TASK DETAILS:
Switch every "thickest" in the lines below to "widest", and reproduce the lines otherwise unchanged.

--------

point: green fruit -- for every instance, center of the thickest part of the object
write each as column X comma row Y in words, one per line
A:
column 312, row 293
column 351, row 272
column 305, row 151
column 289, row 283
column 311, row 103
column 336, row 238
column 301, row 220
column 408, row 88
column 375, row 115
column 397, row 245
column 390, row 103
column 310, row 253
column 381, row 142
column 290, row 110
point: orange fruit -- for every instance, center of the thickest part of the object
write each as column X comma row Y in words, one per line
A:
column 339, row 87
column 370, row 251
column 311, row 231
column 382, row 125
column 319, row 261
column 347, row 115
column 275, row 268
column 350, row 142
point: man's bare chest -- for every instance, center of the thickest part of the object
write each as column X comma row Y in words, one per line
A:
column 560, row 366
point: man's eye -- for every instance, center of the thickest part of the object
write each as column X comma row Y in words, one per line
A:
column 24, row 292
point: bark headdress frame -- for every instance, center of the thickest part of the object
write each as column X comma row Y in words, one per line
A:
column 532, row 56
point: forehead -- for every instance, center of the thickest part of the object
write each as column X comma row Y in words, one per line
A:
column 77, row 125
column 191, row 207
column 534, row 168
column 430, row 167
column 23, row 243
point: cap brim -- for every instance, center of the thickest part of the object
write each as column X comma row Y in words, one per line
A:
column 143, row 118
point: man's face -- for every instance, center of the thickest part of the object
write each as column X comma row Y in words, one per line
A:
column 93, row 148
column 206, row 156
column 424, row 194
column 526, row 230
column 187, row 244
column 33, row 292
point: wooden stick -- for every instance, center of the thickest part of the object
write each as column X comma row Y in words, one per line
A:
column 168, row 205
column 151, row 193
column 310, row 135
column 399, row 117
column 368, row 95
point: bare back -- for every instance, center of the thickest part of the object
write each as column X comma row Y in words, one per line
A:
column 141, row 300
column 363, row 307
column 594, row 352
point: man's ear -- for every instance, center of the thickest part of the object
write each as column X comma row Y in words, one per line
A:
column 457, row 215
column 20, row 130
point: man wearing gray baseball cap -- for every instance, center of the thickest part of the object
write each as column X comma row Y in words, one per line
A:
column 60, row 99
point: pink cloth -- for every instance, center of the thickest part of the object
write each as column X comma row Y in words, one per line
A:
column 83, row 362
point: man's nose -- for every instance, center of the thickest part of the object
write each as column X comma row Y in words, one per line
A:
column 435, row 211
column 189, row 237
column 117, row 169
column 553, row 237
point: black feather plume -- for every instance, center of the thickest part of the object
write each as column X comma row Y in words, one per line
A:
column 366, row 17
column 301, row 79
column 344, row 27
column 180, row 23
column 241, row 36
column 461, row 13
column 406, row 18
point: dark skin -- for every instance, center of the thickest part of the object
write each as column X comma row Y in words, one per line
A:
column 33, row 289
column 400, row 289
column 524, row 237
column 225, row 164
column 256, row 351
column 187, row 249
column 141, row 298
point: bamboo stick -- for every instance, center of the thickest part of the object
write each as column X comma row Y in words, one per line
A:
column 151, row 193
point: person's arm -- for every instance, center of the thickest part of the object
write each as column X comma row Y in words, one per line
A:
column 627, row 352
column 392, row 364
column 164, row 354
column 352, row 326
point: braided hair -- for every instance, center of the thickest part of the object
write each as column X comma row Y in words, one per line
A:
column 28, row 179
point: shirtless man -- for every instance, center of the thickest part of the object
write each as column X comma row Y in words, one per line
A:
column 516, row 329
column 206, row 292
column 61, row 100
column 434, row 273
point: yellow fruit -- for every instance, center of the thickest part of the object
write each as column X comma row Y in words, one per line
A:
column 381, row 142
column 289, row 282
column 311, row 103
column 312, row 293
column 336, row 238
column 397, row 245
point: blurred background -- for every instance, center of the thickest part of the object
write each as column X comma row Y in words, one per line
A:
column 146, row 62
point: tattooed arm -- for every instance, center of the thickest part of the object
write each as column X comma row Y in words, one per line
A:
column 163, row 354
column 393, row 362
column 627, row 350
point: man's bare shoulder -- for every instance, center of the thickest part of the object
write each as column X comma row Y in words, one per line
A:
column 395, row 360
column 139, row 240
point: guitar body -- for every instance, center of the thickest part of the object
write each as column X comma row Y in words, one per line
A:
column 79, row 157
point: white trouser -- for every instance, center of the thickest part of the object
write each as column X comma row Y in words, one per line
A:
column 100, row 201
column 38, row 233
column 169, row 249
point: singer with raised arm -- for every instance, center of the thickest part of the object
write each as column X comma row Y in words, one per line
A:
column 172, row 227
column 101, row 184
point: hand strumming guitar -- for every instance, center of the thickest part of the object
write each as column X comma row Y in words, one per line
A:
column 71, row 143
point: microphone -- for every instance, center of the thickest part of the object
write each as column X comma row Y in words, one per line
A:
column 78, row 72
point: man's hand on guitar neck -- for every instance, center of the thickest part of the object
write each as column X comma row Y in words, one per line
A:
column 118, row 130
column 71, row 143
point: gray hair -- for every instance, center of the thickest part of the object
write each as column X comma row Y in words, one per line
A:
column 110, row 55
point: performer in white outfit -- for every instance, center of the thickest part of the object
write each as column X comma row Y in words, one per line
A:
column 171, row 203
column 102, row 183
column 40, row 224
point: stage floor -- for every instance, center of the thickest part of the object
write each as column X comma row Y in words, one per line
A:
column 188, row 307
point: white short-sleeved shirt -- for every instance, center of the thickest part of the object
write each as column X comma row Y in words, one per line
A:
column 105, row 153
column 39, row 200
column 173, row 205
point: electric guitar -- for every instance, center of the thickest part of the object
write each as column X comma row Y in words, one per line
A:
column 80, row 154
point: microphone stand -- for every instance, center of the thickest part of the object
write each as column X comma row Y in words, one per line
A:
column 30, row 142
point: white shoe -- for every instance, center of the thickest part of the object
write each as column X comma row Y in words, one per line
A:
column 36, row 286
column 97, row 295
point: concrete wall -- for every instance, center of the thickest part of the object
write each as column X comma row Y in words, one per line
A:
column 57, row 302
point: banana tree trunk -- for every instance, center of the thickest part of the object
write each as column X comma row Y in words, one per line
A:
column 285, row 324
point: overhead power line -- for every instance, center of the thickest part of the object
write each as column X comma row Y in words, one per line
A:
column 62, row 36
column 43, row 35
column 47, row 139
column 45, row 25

--------

THE RESULT:
point: green fruit -- for every instance, center of the widest part of the object
write each as column X comma row Y in words, one per line
A:
column 312, row 293
column 351, row 272
column 305, row 151
column 289, row 283
column 311, row 103
column 336, row 238
column 301, row 220
column 408, row 88
column 375, row 115
column 397, row 245
column 390, row 103
column 310, row 253
column 381, row 142
column 290, row 110
point: orange fruit -- for every instance, center of the widest part of the object
write each as column X comma row Y in words, one per line
A:
column 339, row 87
column 370, row 251
column 311, row 231
column 382, row 125
column 319, row 261
column 347, row 115
column 275, row 268
column 350, row 142
point: man's bare chest -- for every instance, center of the widest part of the object
write each as column X comma row Y in words, one per line
A:
column 560, row 366
point: man's eye -- for every instance, center of the widest part of the object
write each as column X comma row Y in words, one per line
A:
column 24, row 292
point: bark headdress frame -- for every instance, center of the widest part of the object
write each as column X comma row Y in words, one per line
A:
column 532, row 56
point: forehead -- for every instance, center of the widest part of the object
write each as column X comma row Y in words, one per line
A:
column 77, row 125
column 191, row 207
column 534, row 168
column 430, row 167
column 23, row 243
point: cap brim -- for every instance, center of the widest part of the object
write each as column X comma row Y in words, one per line
A:
column 143, row 118
point: man's face -- for every instance, center of the widest part of the object
write each as column X comma row Y in words, one per line
A:
column 93, row 148
column 206, row 156
column 424, row 194
column 526, row 230
column 187, row 244
column 33, row 292
point: wooden stick -- for every instance, center of the widest part of the object
write each as column X comma row Y in words, one per line
A:
column 168, row 205
column 151, row 193
column 310, row 135
column 399, row 117
column 368, row 95
point: bare back -- for every instance, center of the widest part of the object
write each as column X comma row Y in words, one per line
A:
column 141, row 300
column 363, row 307
column 594, row 352
point: man's ear -- for every instance, center of the widest part of the object
write each as column X comma row Y in words, one per line
A:
column 457, row 215
column 20, row 130
point: man wearing gray baseball cap -- for every instance, center of the widest part of the object
write each as column X comma row Y in words, one per line
A:
column 60, row 99
point: pink cloth -- for every instance, center of the widest part of the object
write each as column X comma row Y in words, one per line
A:
column 83, row 362
point: man's nose -- for every instance, center of the widest part of the object
write each as column X comma row Y in words, one per line
A:
column 435, row 211
column 189, row 237
column 117, row 169
column 553, row 237
point: black feather plume -- for every instance, center of the widest part of the object
write each as column X comma row Y in words, one per line
A:
column 366, row 17
column 301, row 79
column 344, row 27
column 180, row 23
column 241, row 36
column 461, row 13
column 406, row 18
point: dark skin -- for every instance, center of the widest part of the object
write each as column X comma row Y in words, one per line
A:
column 33, row 289
column 400, row 289
column 524, row 237
column 225, row 164
column 256, row 351
column 187, row 249
column 141, row 298
point: bamboo stick -- for every instance, center of the widest part of the object
write each as column X comma row Y in words, one per line
A:
column 151, row 193
point: person's arm -- for every instance, center of the widest part of the object
write each as column X comma row Y in words, one per line
A:
column 627, row 352
column 392, row 364
column 164, row 354
column 352, row 326
point: braided hair -- for every instance, center of the widest part of the object
write each as column X comma row Y in words, one per line
A:
column 28, row 179
point: shirtless man -- for every instance, center of the widest part of the object
write each as column X comma row Y in words, one per line
A:
column 516, row 329
column 206, row 292
column 61, row 100
column 434, row 273
point: yellow fruit -- for every instance, center of the widest part of the object
write each as column X comma row Y in words, one per line
A:
column 381, row 142
column 289, row 282
column 311, row 103
column 312, row 293
column 336, row 238
column 397, row 245
point: blurred background -- for every instance, center of the widest part of the object
write each as column X comma row Y in words, one per line
A:
column 146, row 62
point: tattooed arm -- for every instance, center of the widest part of the object
write each as column X comma row Y in words, one per line
A:
column 163, row 354
column 393, row 362
column 627, row 350
point: man's bare shoulder -- for every instance, center of the widest part of the object
write each as column X comma row Y in words, one per line
A:
column 395, row 360
column 139, row 240
point: guitar body -- for every instance, center of the widest part of the object
write each as column X comma row Y in words, one per line
A:
column 79, row 157
point: white trouser -- for every instance, center of the widest part of the object
write each as column X comma row Y in words, one per line
A:
column 100, row 201
column 38, row 233
column 169, row 249
point: singer with raised arm -- for every instance, center of the widest part of the object
write each as column X comma row Y in words, one per line
A:
column 172, row 227
column 101, row 184
point: hand strumming guitar -- for every instance, center of the widest part of the object
write each as column X comma row Y in words, one per line
A:
column 71, row 143
point: microphone -- for every instance, center of the widest part of the object
write each as column X comma row Y in words, one per line
A:
column 78, row 72
point: man's hand on guitar neck -- for every instance, center of the widest part of the object
write each as column X comma row Y in words, one per line
A:
column 118, row 130
column 71, row 143
point: gray hair -- for every instance, center of the widest part of the object
write each as column X comma row Y in words, one per line
A:
column 110, row 55
point: performer in white outfit -- for every instance, center of the widest part of the object
write each as column X comma row Y in words, one per line
A:
column 171, row 203
column 102, row 183
column 40, row 224
point: stage floor -- for every instance, center of the widest part of the object
write each as column X comma row Y in words, one per line
A:
column 188, row 307
point: white short-sleeved shirt -- for every instance, center of the widest part of the object
write each as column X comma row Y in words, one per line
A:
column 105, row 153
column 39, row 200
column 173, row 205
point: electric guitar -- for every instance, center of the widest part of the object
write each as column X comma row Y in words, one per line
A:
column 80, row 154
point: microphone stand -- for every instance, center of the widest part of the object
write each as column X comma row Y in words, one per line
A:
column 30, row 142
point: white shoe -- for every instance, center of the widest part of the object
write each as column X comma row Y in words, one per line
A:
column 36, row 286
column 97, row 295
point: concrete wall -- for every instance, center of the widest part of the object
write each as column X comma row Y in words, one per line
A:
column 57, row 302
point: banana tree trunk -- for every instance, center of the widest part of the object
write each as column X comma row Y in words, one per line
A:
column 285, row 324
point: overhead power line -- for every instance, center of the widest part of the object
write each as column X comma row Y in words, one per line
A:
column 62, row 36
column 43, row 35
column 47, row 139
column 45, row 25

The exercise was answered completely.